### Page text
- - - -
- Barughutu Location in Jharkhand, India Barughutu Barughutu (India)
- Coordinates: 23°47′15″N 85°33′09″E﻿ / ﻿23.7875°N 85.5525°E
- Country: India
- State: Jharkhand
- District: Ramgarh

Population (2011)
- • Total: 24,202

Languages (*For language details see Mandu (community development block)#Language and religion)
- • Official: Hindi, Urdu
- Time zone: UTC+5:30 (IST)
- PIN: 825316
- Telephone/ STD code: 06545
- Vehicle registration: JH
- Lok Sabha constituency: Hazaribagh
- Vidhan Sabha constituency: Mandu
- Website: ramgarh.nic.in

= Barughutu =

Barughutu is a census town in the Mandu CD block in the Ramgarh subdivision of the Ramgarh district in the state of Jharkhand, India. Barughutu is adjacent to Ghatotand, where Tata Steel's West Bokaro Colliery is situated.

==Geography==

===Location===
Barughutu is located at .
- - - -
### Supplied information
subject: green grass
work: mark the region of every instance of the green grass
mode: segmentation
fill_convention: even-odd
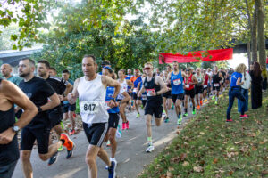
- - - -
### Questions
(a) Answer these questions using the Barughutu page.
(i) What was the total population in 2011?
(ii) In which district is Barughutu?
(iii) Which colliery is situated in Ghatotand?
(b) Reproduce the part of the Barughutu page starting with "- Coordinates: 23°47′15″N" and going on through "block)#Language and religion)".

### Answers per task
(a)
(i) 24,202
(ii) Ramgarh
(iii) Tata Steel's West Bokaro Colliery

(b)
- Coordinates: 23°47′15″N 85°33′09″E﻿ / ﻿23.7875°N 85.5525°E
- Country: India
- State: Jharkhand
- District: Ramgarh

Population (2011)
- • Total: 24,202

Languages (*For language details see Mandu (community development block)#Language and religion)